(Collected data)
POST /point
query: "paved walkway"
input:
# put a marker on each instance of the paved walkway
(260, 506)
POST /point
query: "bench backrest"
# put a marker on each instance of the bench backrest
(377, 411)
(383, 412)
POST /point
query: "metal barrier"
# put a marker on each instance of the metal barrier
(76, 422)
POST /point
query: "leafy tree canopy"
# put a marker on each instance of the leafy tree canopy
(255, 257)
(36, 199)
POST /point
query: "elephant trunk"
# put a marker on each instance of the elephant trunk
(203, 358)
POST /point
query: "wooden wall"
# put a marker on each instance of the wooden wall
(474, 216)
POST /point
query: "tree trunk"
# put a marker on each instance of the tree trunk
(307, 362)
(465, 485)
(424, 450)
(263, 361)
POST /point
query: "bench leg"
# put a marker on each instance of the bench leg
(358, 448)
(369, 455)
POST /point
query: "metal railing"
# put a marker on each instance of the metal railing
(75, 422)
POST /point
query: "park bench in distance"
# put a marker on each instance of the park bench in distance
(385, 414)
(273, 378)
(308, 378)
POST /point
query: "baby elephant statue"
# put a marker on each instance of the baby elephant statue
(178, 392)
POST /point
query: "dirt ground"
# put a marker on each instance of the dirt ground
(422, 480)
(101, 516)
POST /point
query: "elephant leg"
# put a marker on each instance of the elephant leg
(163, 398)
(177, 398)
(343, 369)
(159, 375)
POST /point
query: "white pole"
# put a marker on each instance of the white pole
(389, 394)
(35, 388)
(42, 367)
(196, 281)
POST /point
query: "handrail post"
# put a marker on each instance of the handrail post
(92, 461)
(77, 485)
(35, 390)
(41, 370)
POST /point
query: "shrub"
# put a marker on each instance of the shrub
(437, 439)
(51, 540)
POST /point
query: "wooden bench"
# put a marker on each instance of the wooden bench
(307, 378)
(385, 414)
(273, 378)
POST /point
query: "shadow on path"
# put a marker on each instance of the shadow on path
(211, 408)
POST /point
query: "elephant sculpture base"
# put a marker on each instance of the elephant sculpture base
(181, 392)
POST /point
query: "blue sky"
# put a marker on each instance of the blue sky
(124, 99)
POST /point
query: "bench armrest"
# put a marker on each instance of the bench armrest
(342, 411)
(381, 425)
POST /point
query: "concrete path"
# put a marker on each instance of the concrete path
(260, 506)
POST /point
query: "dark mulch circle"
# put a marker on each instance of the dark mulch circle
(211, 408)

* [REQUIREMENT] Count the lines above that contain the word "barrier", and reply with the number alone.

* [FINISHED EXERCISE] 2